SOURCE PASSAGE ->
At the present time the Moderators of all three political units of Hanover - town, precinct, and school district-are professors, and of the Selectmen two are professors and the third a farmer. It happens that at present all three Precinct Commissioners have no College connection - one being an engineer and surveyor, one a real-estate salesman with Gile and Company, and the third the proprietor of the popular Lou's Restaurant. The town treasurer, the town clerk, and the tax collector are women with little or no College connection and the board of supervisors of the check list includes a retired custodian and police officer from Etna, a retired professor, and the wife of a professor. The town finance committee usually includes more members with College affiliation than not but always includes one or two members who are not so affiliated. The distribution of personnel - town and gown — in these various posts is reasonably typical of the distribution in general and all reports testify to harmonious relations.

WORK INSTRUCTIONS ->
Answer these questions from the passage about Hanover's local officials:
1. What occupation do the Moderators of the town, precinct, and school district all share?
2. Which restaurant does one of the Precinct Commissioners own?
3. What connection to the College do the town treasurer, town clerk, and tax collector have?
The lines that follow have nothing to do with the passage about Hanover's local officials.

DATASET ENTRIES ->
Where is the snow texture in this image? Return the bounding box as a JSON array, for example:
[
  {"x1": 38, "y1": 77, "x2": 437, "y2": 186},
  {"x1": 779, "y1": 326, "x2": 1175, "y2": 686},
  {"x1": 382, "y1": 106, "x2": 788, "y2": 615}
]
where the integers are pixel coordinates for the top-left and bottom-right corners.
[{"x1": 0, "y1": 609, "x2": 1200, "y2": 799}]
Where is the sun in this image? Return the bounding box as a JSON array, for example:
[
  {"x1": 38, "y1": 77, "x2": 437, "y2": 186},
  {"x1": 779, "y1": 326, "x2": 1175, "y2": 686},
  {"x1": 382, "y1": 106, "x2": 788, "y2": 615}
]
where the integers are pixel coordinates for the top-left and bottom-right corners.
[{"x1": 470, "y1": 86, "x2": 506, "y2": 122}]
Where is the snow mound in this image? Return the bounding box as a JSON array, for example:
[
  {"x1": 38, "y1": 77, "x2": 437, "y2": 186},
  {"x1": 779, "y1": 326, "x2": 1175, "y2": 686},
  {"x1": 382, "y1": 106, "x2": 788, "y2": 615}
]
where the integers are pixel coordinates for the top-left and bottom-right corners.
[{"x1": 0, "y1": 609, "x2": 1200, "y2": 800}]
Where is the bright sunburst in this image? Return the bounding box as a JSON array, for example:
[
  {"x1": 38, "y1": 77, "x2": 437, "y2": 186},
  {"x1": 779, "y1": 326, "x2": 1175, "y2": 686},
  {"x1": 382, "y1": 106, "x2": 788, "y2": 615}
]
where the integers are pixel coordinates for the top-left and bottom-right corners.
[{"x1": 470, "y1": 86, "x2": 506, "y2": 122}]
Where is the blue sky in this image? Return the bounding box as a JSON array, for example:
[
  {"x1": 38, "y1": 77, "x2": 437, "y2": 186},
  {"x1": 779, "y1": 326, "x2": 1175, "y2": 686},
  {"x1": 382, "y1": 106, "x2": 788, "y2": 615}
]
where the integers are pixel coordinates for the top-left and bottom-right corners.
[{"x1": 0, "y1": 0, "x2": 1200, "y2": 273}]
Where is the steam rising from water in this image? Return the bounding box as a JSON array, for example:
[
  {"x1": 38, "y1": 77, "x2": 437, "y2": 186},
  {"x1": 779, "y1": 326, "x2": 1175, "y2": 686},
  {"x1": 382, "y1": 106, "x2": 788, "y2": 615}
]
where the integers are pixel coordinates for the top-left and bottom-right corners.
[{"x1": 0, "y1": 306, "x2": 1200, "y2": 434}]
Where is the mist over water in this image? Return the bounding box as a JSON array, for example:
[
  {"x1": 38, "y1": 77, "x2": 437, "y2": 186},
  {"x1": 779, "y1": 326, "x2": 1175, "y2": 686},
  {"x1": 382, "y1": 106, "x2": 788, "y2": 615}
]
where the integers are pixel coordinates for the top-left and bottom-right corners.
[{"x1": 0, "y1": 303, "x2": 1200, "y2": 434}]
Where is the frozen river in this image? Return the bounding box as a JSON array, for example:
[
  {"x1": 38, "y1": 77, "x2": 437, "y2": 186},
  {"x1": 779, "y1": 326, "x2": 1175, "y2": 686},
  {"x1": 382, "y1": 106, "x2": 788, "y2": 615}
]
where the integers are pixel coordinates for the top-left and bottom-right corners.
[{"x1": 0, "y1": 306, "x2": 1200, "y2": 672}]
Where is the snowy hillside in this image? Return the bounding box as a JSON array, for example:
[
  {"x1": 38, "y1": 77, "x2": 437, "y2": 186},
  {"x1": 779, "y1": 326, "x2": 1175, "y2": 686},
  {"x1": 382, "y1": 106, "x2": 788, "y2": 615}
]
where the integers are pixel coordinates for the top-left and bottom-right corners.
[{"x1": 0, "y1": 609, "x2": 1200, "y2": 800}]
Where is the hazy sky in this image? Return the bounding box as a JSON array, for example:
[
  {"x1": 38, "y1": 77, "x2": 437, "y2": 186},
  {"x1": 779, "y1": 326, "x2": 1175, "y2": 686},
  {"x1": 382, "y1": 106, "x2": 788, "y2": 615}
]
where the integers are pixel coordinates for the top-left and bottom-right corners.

WRITTEN RESPONSE ->
1. They are all professors.
2. Lou's Restaurant.
3. Little or none.